TASK GOAL = Transcribe all the entries word for word, skipping the pictures.

Point labeling examples:
--- BEGIN ---
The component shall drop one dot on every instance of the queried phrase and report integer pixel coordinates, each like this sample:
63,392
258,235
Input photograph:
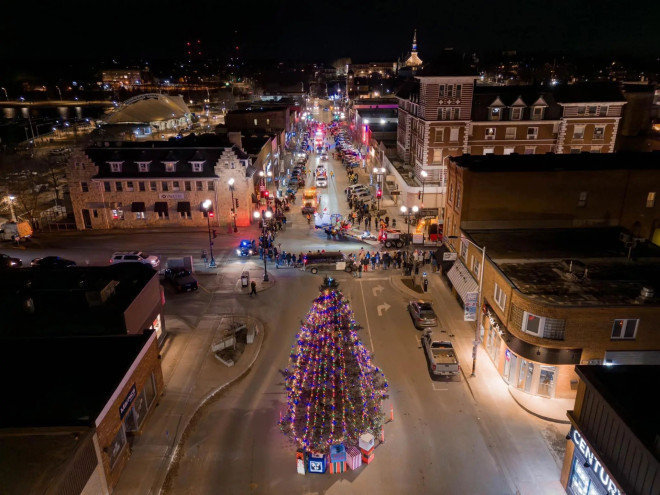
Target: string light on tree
334,391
--- END ---
ANSWER IN FULL =
The component shall drop one dot on every instance of the queried phrase and report integer pixel coordinates, each like this sample:
63,392
258,235
Input photograph:
Target: string light on tree
334,391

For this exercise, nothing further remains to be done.